It was a home run.  After reading parts of Chapters Six and Seven to Erica and her class, six of her friends rushed up to the front at the end of our time together to make sure they had the title right so they could tell their parents they needed to add one more thing to their holiday wish lists.

That was a good day.  The first time I read “The Westing Game,” Reggie Cleveland was closing games for Texas, and Mike Hargrove was leading off.  Texas had just made that Grieve-Blyleven-Oliver-Matlack trade, and I’m sure the names Samuel W. Westing and Otis Amber and Theo Theodorakis were still as fresh in my mind as the theme song to “The Rockford Files,” or the sound of Darth Vader’s breathing, or the words to “We Will Rock You,” or the image of the 1977 Topps Robin Yount, bunting for a hit.  Reading the book again two weeks ago (admittedly, not my first time to pick it back up, but probably the first time in 20 years), just saying the words “Alexander McSouthers, doorman,” and narrating Edgar Jennings Plum’s reading of the rules to the Game from the Westing will, took me way back.

Back to a time when the name “Pulaski” meant painted crutches and Polish shorthand, rather than Sixto Urena, Chris O’Riordan, and Charlie Bilezikjian.

The lull in Rangers activity over the last week or two, to the alarm of some columnists (either forgetting or ignoring the confirmed fact that the Rangers and Reds exchanged more than a dozen different trade proposals over a period of weeks before settling on Volquez and Herrera for Hamilton a year ago), doesn’t bother me, because I know how hard this front office works, how many balls are being juggled at any given time.  The general columnists and talk show hosts and anchors who shape more baseball opinions than they should, in a market where the real baseball writers are finding their job security endangered, don’t value patience (or exploit the sense that the casual sports fan doesn’t), but trying to grade an off-season based on what happened or didn’t over four days in Las Vegas is sort of dumb.

Texas didn’t come away with Hamilton at last winter’s Meetings.  But they laid groundwork then for the trade that was made on December 21, and unquestionably laid plenty of groundwork at this month’s Meetings, too.  Take a look at a list of all of Jon Daniels’s major off-season trades and free agent signings since he became general manager.  Almost all of them have happened late in December, or in January.  After the Winter Meetings.  His restraint and his patience are calculated.  Ours should be, too.

Grade this off-season on Valentine’s Day.

——

## What you will do:
a: In the Rangers column, on what date was the trade that brought Hamilton to Texas made?
b: Pick up the Rangers column after its final sentence and add one more paragraph in the same voice.

## Extracted entries:

——

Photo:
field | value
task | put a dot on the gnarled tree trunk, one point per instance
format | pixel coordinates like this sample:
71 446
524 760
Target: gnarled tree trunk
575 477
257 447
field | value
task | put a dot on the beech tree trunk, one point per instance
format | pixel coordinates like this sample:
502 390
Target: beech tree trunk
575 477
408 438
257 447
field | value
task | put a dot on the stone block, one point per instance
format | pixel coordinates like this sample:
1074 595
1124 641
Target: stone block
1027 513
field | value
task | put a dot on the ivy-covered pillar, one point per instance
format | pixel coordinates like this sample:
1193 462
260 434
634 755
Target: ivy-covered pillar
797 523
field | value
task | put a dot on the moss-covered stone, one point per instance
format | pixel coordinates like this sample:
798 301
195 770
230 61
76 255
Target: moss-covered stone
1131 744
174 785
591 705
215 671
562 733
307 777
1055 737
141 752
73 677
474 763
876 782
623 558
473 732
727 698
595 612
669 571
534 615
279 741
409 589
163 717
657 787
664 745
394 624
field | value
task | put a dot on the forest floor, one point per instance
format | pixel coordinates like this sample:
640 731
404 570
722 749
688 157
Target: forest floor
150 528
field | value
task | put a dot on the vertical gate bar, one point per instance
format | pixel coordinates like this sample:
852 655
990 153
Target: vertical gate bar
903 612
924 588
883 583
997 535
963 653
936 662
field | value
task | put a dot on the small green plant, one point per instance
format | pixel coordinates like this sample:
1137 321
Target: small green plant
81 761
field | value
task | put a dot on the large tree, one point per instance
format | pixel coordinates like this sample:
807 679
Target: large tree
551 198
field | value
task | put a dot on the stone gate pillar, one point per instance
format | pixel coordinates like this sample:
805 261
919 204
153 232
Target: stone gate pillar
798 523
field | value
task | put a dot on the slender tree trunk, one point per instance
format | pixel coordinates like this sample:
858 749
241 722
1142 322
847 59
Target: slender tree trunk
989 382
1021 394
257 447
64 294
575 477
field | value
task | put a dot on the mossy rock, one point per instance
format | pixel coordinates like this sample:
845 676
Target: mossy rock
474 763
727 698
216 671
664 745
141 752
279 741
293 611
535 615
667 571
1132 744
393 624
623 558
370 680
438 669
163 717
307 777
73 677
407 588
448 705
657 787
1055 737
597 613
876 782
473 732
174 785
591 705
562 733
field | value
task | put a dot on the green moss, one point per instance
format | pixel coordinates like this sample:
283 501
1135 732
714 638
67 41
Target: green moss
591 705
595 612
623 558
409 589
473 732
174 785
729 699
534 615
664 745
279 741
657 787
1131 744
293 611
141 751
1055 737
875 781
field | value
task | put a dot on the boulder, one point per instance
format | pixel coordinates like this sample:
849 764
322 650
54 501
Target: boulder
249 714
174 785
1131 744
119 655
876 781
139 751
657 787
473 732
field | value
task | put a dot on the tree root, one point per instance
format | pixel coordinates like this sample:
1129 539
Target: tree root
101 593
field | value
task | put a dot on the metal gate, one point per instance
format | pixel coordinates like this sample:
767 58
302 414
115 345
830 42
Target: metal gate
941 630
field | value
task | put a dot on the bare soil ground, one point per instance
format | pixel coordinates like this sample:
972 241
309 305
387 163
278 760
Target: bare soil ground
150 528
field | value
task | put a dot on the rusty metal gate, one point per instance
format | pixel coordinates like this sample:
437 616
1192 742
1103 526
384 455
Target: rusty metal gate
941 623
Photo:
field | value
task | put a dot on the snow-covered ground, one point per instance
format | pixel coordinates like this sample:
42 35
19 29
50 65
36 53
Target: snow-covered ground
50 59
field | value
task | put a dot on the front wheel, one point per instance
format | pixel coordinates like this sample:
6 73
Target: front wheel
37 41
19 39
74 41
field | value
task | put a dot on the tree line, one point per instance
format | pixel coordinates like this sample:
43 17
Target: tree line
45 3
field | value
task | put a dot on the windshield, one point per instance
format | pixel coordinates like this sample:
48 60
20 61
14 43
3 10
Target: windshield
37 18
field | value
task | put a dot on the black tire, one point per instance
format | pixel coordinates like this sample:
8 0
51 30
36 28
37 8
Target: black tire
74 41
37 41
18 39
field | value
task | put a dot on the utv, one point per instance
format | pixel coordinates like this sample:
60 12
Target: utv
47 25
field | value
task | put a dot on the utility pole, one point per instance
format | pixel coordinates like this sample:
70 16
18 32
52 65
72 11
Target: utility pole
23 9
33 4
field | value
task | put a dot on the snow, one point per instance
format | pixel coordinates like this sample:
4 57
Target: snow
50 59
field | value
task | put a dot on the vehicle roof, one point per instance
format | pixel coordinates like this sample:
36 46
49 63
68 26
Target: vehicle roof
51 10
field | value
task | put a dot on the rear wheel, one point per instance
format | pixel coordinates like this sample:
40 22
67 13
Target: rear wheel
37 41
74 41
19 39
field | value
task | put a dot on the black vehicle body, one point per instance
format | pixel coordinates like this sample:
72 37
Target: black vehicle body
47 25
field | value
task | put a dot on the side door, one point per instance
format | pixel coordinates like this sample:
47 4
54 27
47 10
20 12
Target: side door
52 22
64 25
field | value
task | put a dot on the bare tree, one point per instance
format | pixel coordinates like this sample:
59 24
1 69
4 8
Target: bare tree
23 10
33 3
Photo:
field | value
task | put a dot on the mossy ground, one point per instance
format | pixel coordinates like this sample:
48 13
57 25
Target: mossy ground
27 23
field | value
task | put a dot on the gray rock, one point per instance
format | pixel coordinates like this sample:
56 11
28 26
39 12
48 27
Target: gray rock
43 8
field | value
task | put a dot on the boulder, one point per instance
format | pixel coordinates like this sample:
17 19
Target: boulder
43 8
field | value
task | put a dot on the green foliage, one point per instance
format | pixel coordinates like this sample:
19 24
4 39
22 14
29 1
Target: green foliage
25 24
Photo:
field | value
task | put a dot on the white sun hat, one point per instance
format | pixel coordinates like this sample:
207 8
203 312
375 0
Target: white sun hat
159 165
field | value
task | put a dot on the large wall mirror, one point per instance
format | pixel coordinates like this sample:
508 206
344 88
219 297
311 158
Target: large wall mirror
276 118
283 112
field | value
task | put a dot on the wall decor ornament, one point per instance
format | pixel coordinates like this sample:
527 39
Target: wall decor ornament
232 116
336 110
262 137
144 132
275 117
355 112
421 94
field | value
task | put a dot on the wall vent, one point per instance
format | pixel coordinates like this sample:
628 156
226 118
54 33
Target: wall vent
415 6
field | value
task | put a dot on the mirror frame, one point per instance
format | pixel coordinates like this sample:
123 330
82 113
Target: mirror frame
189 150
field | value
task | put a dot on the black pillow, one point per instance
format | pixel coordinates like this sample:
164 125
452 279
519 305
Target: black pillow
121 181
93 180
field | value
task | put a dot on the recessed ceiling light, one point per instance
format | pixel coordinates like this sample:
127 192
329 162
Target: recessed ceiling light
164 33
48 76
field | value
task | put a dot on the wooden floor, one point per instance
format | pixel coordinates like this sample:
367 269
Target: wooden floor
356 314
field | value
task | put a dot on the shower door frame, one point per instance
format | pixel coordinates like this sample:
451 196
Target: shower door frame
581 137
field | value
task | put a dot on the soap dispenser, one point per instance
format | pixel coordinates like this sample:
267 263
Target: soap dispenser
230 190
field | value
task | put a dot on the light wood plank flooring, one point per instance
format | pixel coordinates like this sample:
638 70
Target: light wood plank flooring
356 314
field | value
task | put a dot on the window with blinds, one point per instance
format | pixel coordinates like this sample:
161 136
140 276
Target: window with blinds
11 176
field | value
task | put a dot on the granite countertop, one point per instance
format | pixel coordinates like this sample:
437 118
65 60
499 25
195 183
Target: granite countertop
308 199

——

## Responses by task:
a: December 21.

b:
Every year when we make our trip to Clear Lake for the holidays, I bring a new book.  Aside from the relaxation of being away from home and from work and being with family, these few days come annually at a time when I’ve just finished writing the Bound Edition and shipping hundreds of them out.  It’s a break that I really look forward to each year, and reading something that has nothing to do with the practice of law or with baseball is part of my routine.

This year, inspired by those 20 minutes in Erica’s class on December 5, I brought “The Westing Game” to Clear Lake.  I read it yesterday, cover to cover.  When I read it in 1978, at Erica’s age, the biggest stress point in my life was probably making sure I got home in time from boring back-to-school shopping to catch all of Jon Miller and Frank Glieber’s TV call of that doubleheader sweep in Cleveland (3-2 and 6-5, with Doc Medich and Steve Comer getting the wins).  I miss not having anything more important to worry about.

But I also make sure to devote one corner of my brain these days to relative trivialities like Jon Leicester signing with Japan’s Orix Buffaloes, Kevin West signing with the independent Winnipeg Goldeyes, Brian Gordon leading the Venezuelan Winter League in ERA, and Pittsburgh naming Matt Walbeck its new AA manager and P.J. Forbes its new High A manager and Gary Green its new Low A manager.  

And to reading a book written for eight-year-olds, before handing it over to my own eight-year-old to read herself, after which she and I can talk about it.  

It will take her more than a day.  Maybe more than a month.  But I’ll be patient.

I might even have a Rangers trade to write about in the meantime.  And I might not.

The pace isn’t nearly as important as the result.